TASK PROMPT
Set down word for word the lines that begin the entries and run through the line containing "box: [98, 138, 283, 263]". Give nothing further.

GIVEN RECORDS
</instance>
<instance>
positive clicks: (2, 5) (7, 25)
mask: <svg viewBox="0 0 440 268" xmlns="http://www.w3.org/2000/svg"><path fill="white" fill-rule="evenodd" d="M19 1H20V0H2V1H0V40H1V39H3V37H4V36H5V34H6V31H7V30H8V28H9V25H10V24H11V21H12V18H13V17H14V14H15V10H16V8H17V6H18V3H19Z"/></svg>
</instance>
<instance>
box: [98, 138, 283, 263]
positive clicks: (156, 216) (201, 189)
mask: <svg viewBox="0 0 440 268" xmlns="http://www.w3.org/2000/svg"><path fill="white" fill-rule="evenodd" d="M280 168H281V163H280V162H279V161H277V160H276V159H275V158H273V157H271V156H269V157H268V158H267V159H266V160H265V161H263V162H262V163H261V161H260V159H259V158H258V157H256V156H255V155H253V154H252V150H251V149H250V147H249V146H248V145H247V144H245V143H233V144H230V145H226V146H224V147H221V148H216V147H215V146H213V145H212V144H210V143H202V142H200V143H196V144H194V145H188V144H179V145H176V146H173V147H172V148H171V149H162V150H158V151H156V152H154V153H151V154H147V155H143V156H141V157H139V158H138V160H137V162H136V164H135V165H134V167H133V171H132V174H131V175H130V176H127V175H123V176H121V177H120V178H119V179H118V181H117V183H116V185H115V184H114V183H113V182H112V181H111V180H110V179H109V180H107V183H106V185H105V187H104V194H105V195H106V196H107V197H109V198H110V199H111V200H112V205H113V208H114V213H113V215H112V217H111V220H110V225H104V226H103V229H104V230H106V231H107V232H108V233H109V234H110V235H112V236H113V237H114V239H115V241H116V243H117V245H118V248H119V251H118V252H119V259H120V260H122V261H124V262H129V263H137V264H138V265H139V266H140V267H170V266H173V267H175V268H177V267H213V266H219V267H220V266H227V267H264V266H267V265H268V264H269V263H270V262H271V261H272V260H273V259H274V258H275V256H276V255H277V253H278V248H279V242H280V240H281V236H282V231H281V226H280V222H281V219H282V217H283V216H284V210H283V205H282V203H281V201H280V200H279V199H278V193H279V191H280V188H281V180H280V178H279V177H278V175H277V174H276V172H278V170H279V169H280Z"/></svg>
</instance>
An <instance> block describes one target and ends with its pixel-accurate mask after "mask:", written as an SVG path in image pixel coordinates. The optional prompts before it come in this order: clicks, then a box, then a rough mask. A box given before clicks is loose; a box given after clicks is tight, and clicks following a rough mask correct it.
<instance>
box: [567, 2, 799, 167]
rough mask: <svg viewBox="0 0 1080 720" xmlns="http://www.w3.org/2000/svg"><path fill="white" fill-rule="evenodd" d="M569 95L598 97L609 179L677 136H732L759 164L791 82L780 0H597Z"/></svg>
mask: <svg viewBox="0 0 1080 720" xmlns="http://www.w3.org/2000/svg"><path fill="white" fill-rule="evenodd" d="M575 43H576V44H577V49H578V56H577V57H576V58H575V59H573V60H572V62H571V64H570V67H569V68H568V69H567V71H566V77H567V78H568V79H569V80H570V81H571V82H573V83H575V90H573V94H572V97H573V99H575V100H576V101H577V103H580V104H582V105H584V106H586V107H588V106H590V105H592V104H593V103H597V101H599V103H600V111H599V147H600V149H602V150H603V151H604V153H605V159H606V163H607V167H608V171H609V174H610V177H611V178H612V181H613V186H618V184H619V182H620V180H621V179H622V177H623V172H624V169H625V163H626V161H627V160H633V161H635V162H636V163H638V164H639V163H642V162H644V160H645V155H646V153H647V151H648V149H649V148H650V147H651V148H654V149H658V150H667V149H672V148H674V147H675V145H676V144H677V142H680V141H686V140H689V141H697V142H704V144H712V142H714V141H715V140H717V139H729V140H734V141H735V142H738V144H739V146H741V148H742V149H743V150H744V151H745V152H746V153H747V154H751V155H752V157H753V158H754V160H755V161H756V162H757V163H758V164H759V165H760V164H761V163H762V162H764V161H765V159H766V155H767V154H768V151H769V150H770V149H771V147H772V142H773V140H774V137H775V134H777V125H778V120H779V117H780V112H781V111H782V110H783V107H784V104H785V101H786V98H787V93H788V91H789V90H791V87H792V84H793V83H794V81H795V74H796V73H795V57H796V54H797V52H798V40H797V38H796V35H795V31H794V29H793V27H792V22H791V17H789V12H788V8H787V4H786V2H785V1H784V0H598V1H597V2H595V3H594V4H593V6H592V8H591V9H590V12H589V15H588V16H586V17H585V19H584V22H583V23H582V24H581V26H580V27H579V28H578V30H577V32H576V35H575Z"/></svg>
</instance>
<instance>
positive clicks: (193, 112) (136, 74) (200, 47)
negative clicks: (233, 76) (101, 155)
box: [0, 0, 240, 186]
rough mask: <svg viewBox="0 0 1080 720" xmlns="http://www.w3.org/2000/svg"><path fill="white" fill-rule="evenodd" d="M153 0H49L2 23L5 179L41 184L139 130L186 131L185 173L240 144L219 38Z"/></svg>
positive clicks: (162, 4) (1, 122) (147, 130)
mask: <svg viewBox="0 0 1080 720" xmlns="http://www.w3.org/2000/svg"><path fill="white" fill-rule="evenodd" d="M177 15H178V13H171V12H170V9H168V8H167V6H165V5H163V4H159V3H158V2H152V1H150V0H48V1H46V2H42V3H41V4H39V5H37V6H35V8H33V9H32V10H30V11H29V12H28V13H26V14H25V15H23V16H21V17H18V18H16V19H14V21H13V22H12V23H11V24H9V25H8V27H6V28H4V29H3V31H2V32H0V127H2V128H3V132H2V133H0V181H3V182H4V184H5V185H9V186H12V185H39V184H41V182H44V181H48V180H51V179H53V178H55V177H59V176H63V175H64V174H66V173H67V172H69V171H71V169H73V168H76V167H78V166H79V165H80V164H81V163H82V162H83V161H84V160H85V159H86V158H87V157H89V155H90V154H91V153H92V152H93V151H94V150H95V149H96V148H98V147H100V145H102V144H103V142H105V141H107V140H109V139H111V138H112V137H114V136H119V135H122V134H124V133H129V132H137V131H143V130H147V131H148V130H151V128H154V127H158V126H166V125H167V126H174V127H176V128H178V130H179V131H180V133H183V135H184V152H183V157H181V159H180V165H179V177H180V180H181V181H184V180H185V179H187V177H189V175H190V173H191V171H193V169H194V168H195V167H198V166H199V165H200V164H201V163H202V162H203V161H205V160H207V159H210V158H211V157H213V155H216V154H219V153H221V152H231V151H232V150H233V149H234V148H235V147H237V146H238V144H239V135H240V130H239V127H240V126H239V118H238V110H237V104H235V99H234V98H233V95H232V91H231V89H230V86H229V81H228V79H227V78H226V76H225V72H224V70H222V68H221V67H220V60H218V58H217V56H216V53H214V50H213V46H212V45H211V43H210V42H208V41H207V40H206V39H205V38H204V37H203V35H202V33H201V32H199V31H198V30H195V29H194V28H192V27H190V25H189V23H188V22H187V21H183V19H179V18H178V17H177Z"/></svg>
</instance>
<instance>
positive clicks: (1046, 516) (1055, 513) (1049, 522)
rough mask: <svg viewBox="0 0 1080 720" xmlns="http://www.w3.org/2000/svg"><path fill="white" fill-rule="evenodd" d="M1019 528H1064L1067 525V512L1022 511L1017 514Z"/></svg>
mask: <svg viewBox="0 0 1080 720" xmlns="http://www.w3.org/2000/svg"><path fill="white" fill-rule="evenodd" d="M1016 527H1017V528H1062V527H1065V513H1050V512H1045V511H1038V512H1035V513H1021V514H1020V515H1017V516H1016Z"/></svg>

ANSWER SECTION
</instance>
<instance>
positive clicks: (2, 5) (7, 25)
mask: <svg viewBox="0 0 440 268" xmlns="http://www.w3.org/2000/svg"><path fill="white" fill-rule="evenodd" d="M19 1H20V0H2V1H0V40H1V39H3V37H4V36H5V34H6V31H7V30H8V28H9V25H10V24H11V21H12V18H13V17H14V14H15V10H16V8H17V6H18V3H19Z"/></svg>
</instance>
<instance>
box: [98, 138, 283, 263]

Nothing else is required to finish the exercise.